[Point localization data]
= = = =

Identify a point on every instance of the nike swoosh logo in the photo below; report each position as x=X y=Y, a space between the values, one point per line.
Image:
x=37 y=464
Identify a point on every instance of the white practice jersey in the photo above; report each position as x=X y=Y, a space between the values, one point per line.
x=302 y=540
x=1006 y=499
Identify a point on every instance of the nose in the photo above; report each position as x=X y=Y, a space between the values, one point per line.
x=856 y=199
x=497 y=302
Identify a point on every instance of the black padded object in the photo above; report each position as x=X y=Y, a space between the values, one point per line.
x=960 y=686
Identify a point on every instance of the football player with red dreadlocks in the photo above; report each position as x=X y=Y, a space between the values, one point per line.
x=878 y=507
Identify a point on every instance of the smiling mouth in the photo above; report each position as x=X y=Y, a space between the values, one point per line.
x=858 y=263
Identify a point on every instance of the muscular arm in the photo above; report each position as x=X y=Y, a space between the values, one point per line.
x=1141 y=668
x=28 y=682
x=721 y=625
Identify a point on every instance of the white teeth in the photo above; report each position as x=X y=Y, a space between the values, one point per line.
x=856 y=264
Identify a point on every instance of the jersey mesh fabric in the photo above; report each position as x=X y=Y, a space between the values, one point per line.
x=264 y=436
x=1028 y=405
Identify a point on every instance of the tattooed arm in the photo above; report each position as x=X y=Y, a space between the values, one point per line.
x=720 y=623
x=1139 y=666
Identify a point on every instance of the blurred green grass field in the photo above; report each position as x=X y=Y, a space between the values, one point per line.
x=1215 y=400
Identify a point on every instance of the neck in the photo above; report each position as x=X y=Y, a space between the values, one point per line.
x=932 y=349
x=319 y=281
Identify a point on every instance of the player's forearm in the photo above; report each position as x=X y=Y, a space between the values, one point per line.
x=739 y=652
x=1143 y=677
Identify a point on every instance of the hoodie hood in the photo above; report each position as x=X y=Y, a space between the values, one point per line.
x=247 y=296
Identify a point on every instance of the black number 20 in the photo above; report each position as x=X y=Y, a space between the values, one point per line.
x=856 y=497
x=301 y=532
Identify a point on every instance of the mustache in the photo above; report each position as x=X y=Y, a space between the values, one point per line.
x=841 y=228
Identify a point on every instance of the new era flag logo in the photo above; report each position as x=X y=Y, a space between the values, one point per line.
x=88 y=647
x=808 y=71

= = = =

* ACTIVITY *
Print out all of the data above word for word.

* EXERCISE RESPONSE *
Identify a point on every instance of the nike swoosh logo in the photo below; report each position as x=X y=Y, a space between the values, one point per line.
Image:
x=37 y=464
Identify a point on every instance of the white practice jersey in the photo above; report each position as x=X y=Y, a space between the values, one point per line.
x=302 y=540
x=1006 y=499
Identify a point on every instance of the nose in the photo above; report each position as x=X y=Y, a space between the values, one point per line.
x=856 y=199
x=497 y=302
Identify a point on every instance of the black padded object in the photo above; report each position as x=X y=Y, a space between the values, one point per line.
x=960 y=686
Identify a point on every instance of the football player with red dreadlocks in the photo above; report each position as x=X y=Y, a space between the values, one point per line.
x=878 y=507
Identify a point on every instance of the smiling mouth in the photo above; report each position as x=X y=Y, a space between the values, one point per line.
x=858 y=263
Identify a point on every instance of the muscular arm in the photo above; report each position as x=X y=Y, a space between the values, one point per line.
x=1141 y=668
x=28 y=682
x=721 y=625
Identify a point on every instance of the white teeth in the photo above; report each position as x=X y=Y, a space between the values, one point per line.
x=856 y=264
Identify a point on every instance of the jersey mesh fabric in the photo above; report each position as x=X y=Y, a space between the values, one point per line.
x=264 y=436
x=1028 y=405
Identify a point on every instance of the tattooed arm in the photo above; report each position as x=X y=Y, a space between the values, one point per line.
x=720 y=623
x=1139 y=666
Identify a point on every instance of the blurred green grass field in the photo above; report each position as x=X y=Y, a space between the values, one point per line.
x=1215 y=400
Identify a point on every instance of the neck in the photo above; report each position as x=X y=Y, a space between the values, one point per line.
x=932 y=349
x=319 y=281
Identify a point on every instance of the player's forearm in the photo above; report each position as x=X y=Y, a space between the values, one point per line.
x=739 y=652
x=1143 y=677
Identify a point on every instance of the hoodie hood in the photo above; report each position as x=X y=Y, a space between the values, one point per line.
x=247 y=296
Identify a point on every instance of the black number 20 in the photo above; report each position as x=X y=Y, a space between the values, one point per line.
x=856 y=497
x=301 y=532
Identify a point on every instance of the mustache in the photo above; report each position as x=X y=Y, a space between the values, one point per line.
x=841 y=228
Identify a point on every instance of the new era flag logo in the photo above; report each position as x=X y=Y, a space between the values, one point per line.
x=88 y=647
x=808 y=71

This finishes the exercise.